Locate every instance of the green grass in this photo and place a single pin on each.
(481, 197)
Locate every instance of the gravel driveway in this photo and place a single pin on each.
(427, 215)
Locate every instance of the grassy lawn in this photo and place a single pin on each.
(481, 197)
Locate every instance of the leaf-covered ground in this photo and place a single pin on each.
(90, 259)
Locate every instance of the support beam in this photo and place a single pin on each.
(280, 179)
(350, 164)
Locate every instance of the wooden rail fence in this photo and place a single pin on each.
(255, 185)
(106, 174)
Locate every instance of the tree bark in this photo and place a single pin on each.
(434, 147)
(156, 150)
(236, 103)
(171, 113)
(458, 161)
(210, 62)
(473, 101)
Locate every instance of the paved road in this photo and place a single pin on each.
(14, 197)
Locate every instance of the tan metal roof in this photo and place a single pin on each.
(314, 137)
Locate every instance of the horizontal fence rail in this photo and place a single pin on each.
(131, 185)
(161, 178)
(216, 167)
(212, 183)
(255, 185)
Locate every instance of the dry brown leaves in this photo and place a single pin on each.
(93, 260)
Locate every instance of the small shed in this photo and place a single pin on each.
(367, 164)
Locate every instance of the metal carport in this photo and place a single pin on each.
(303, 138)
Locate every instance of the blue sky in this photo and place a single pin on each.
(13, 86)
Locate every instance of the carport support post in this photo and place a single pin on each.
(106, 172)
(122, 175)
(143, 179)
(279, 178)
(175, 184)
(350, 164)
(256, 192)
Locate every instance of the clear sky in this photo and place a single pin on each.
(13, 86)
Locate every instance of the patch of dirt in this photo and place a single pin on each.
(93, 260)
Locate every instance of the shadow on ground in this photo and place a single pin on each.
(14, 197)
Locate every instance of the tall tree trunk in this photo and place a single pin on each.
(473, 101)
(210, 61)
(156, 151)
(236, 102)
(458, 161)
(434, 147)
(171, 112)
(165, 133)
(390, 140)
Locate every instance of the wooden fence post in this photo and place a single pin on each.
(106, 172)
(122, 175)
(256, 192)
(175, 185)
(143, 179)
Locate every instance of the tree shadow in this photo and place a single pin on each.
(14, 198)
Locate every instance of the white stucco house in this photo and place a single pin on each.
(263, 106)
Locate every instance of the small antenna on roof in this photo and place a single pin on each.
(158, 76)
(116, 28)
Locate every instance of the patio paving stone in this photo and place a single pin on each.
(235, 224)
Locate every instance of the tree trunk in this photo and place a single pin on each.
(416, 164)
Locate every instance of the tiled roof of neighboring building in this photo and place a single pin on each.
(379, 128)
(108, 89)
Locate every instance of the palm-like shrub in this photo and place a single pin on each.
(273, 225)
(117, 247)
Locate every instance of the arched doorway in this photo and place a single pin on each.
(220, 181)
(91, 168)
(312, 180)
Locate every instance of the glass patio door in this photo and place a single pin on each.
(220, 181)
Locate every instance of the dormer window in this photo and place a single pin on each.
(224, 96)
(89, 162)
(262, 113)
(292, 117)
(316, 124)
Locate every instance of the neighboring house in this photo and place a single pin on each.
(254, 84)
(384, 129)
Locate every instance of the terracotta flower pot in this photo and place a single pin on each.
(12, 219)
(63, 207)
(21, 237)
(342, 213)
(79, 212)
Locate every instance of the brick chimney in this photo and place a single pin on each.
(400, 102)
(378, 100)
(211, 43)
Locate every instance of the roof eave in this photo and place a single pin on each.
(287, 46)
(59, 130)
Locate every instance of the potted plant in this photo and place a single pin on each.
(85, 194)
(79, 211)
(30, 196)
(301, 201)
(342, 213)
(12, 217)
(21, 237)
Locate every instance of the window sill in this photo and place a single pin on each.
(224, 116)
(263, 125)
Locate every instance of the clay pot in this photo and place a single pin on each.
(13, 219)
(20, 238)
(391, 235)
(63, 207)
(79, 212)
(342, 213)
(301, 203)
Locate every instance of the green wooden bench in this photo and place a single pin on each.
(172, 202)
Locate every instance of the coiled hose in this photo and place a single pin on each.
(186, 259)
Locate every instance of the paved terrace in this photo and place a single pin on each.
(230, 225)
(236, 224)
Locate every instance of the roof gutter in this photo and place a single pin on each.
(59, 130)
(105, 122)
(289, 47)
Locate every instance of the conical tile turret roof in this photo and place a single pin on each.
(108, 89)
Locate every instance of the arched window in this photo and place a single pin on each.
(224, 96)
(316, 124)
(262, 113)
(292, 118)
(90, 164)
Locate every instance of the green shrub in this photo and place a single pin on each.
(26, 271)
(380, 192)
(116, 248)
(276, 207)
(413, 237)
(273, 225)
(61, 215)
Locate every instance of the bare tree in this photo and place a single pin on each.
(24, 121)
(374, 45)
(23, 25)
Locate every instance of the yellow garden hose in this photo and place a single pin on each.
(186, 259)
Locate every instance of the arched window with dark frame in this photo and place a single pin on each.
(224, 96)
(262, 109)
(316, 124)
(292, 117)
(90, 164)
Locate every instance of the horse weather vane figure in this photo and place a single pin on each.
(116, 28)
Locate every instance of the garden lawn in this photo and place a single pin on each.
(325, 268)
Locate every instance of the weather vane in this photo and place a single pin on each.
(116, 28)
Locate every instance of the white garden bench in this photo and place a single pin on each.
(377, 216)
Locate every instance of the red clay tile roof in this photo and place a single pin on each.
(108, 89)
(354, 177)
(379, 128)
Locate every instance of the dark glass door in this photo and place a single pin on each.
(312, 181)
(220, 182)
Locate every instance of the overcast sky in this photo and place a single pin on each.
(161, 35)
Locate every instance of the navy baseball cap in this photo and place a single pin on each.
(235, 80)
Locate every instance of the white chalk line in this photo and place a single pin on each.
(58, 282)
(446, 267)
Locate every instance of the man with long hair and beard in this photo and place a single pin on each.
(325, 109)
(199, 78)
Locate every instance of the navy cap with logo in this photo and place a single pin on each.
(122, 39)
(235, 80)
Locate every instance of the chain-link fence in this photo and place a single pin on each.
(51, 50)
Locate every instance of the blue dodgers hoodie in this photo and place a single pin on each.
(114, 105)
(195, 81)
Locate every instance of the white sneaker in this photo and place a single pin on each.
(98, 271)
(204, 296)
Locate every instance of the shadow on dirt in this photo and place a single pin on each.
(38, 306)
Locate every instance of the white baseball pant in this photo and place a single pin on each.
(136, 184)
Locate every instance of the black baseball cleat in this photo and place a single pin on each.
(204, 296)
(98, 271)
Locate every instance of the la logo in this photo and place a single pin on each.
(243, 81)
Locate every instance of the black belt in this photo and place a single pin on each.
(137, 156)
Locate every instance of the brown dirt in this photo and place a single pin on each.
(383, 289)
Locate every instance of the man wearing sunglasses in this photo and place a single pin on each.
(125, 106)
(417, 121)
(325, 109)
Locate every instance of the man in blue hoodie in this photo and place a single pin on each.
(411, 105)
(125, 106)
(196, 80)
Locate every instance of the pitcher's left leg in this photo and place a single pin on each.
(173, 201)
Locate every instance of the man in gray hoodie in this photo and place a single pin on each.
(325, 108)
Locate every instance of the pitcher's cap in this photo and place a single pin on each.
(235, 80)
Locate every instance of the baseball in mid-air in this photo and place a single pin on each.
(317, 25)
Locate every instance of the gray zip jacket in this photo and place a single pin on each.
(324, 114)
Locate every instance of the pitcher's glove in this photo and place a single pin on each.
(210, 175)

####

Print the whole listing exactly as it is.

» Task answer
Locate every instance of the green grass in this photo and place a single pin on each.
(481, 197)
Locate every instance of the gravel driveway in this photo and place a single pin on each.
(427, 215)
Locate every instance of the grassy lawn in this photo and place a single pin on each.
(481, 197)
Locate every instance of the leaf-covered ground in this photo and place a single pin on each.
(90, 259)
Locate every instance of the support beam in this photo and place a single pin on each.
(280, 179)
(350, 164)
Locate every instance of the wooden rail fence in this photo and place a single pin on each.
(255, 185)
(106, 174)
Locate every instance of the tree bark in this photo and place a single pin on each.
(434, 147)
(156, 150)
(236, 103)
(171, 113)
(458, 161)
(210, 62)
(473, 101)
Locate every instance of the paved road in this photo and place a single pin on each.
(14, 197)
Locate every instance of the tan metal roof in this photo and place a single pin on each.
(314, 137)
Locate every instance of the horizontal fence rail in this photo and place a single pin on each.
(131, 185)
(161, 178)
(216, 167)
(212, 183)
(255, 185)
Locate every instance of the dry brown leaves in this photo and place a single pin on each.
(93, 260)
Locate every instance of the small shed in this photo and place a single pin on each.
(367, 164)
Locate every instance of the metal carport in this photo and place a single pin on each.
(303, 138)
Locate every instance of the blue sky in this photo and place a single pin on each.
(13, 86)
Locate every instance of the carport support post in this photo and place a single pin on each.
(106, 172)
(122, 175)
(143, 179)
(279, 178)
(175, 184)
(350, 164)
(256, 192)
Locate every instance of the clear sky in this photo and place a single pin on each.
(13, 86)
Locate every instance of the patch of dirt in this photo and place a single pin on each.
(93, 260)
Locate every instance of the shadow on ground in this photo and place a single pin on each.
(14, 197)
Locate every instance of the tall tree trunk in this photo and place a single pin on each.
(473, 101)
(210, 61)
(156, 151)
(236, 102)
(458, 161)
(434, 147)
(171, 112)
(165, 133)
(390, 140)
Locate every instance of the wooden fence post in this photo and place a single pin on each.
(106, 172)
(122, 175)
(256, 192)
(175, 185)
(143, 179)
Locate every instance of the tree shadow in this photo and place a single pin on each.
(14, 198)
Locate every instance of the white stucco house in this photo and place a single pin on each.
(263, 106)
Locate every instance of the small antenna on roof in this photo and place a single pin on each.
(158, 76)
(116, 28)
Locate every instance of the patio paving stone in this photo and place a single pin on each.
(235, 224)
Locate every instance of the tree trunk in this photo and place a single pin on each.
(416, 164)
Locate every instance of the tiled roof of neighboring building in this photo and place a single pin on each.
(379, 128)
(108, 89)
Locate every instance of the palm-like shrub in this photo and place a single pin on each.
(273, 225)
(117, 247)
Locate every instance of the arched doorway in this photo and place a single pin on each.
(220, 181)
(91, 168)
(312, 180)
Locate every instance of the glass patio door in this photo and place a single pin on each.
(220, 181)
Locate every instance of the dormer window in this photo and place a single pin on each.
(224, 96)
(89, 162)
(262, 113)
(292, 117)
(316, 124)
Locate every instance of the neighboring house in this photo and place a single pin on each.
(254, 84)
(384, 129)
Locate every instance of the terracotta flower pot in this photo and place a single pin on each.
(12, 219)
(63, 207)
(21, 237)
(342, 213)
(79, 212)
Locate every instance of the brick chimney in this photo and place a single pin on each.
(400, 102)
(378, 100)
(211, 43)
Locate every instance of the roof eave in this photo and place a single pin on each.
(287, 46)
(59, 130)
Locate every instance of the potted plant in this photo and place a single pin on each.
(85, 194)
(79, 211)
(30, 196)
(301, 201)
(342, 213)
(12, 217)
(21, 237)
Locate every instance of the window sill in this photo and place a single pin on each.
(224, 116)
(263, 125)
Locate every instance of the clay pot in this photo and place a single pin on each.
(13, 219)
(20, 238)
(391, 235)
(63, 207)
(79, 212)
(342, 213)
(301, 203)
Locate every instance of the green wooden bench in this photo and place a single pin on each.
(172, 202)
Locate every instance of the coiled hose in this photo and place a single pin on each.
(186, 259)
Locate every instance of the paved terrace in this photo and place a single pin on each.
(230, 225)
(236, 224)
Locate every instance of the roof gutter in this photo and place a single pin on each.
(59, 130)
(105, 122)
(289, 47)
Locate every instance of the conical tile turret roof in this photo and place a single pin on each.
(108, 89)
Locate every instance of the arched window in this photo and place a single pin on each.
(224, 96)
(316, 124)
(262, 113)
(292, 118)
(90, 164)
Locate every instance of the green shrub in this photo and place a single pin on each.
(26, 271)
(380, 192)
(116, 248)
(276, 207)
(413, 237)
(273, 225)
(61, 215)
Locate every instance of the bare tree in this photo and place a single pin on each.
(24, 121)
(374, 45)
(23, 25)
Locate every instance of the yellow garden hose in this photo and place a single pin on each.
(186, 259)
Locate every instance of the arched window with dark frame in this photo and place a single pin on each.
(224, 96)
(262, 109)
(316, 124)
(292, 117)
(90, 164)
Locate every instance of the horse weather vane figure in this photo and place a single pin on each.
(116, 28)
Locate every instance of the garden lawn in this photo and place a single pin on each.
(325, 268)
Locate every instance of the weather vane in this photo and place a single pin on each.
(116, 28)
Locate every instance of the white garden bench in this photo and place a single pin on each.
(377, 216)
Locate every instance of the red clay tile roof in this photo and place a single pin on each.
(108, 89)
(354, 177)
(379, 128)
Locate every instance of the dark glass door in this photo and place a single pin on each.
(312, 181)
(220, 182)
Locate every instance of the overcast sky in this photo and place a single pin on each.
(161, 35)
Locate every instance of the navy baseball cap in this photo and place a single pin on each.
(235, 80)
Locate every instance of the white chalk line in this photo and place a single pin on each.
(58, 282)
(446, 267)
Locate every instance of the man with long hair and beard in this photo and place a single pin on each.
(325, 109)
(199, 78)
Locate every instance of the navy cap with logo in this photo and place a single pin on each.
(122, 39)
(235, 80)
Locate every instance of the chain-link fence in this photo and place a single pin on each.
(51, 50)
Locate every instance of the blue dodgers hoodie in this photo and place a single pin on each.
(114, 105)
(195, 81)
Locate every instance of the white sneaker in this photo and place a single pin on each.
(98, 271)
(204, 296)
Locate every instance of the shadow on dirt in this photo and place a single pin on each.
(38, 306)
Locate every instance of the white baseball pant in this photo and place a single pin on each.
(136, 184)
Locate every instance of the black baseball cleat in this photo and place a single pin on each.
(204, 296)
(98, 271)
Locate every instance of the la logo in this photo and place a single pin on each.
(243, 81)
Locate every instance of the black belt in this photo and place a single pin on each.
(137, 156)
Locate every instance of the brown dirt in this photo and place a single pin on each.
(383, 289)
Locate every instance of the man wearing sunglasses in this photo and place a single pin on each.
(125, 106)
(417, 121)
(325, 109)
Locate every instance of the man in blue hoodie in this photo and place a single pin on each.
(411, 105)
(125, 106)
(196, 80)
Locate every instance of the pitcher's left leg in this photo and place a single pin on each.
(173, 201)
Locate every instance of the man in gray hoodie in this photo and place a single pin on each.
(325, 108)
Locate every instance of the pitcher's cap in this photo and place a single pin on each.
(235, 80)
Locate every instance of the baseball in mid-air in this photo and place a single pin on each.
(317, 25)
Locate every instance of the gray zip jacket in this photo and place a single pin on each.
(324, 114)
Locate every instance of the pitcher's glove in this photo and place a single pin on each.
(210, 175)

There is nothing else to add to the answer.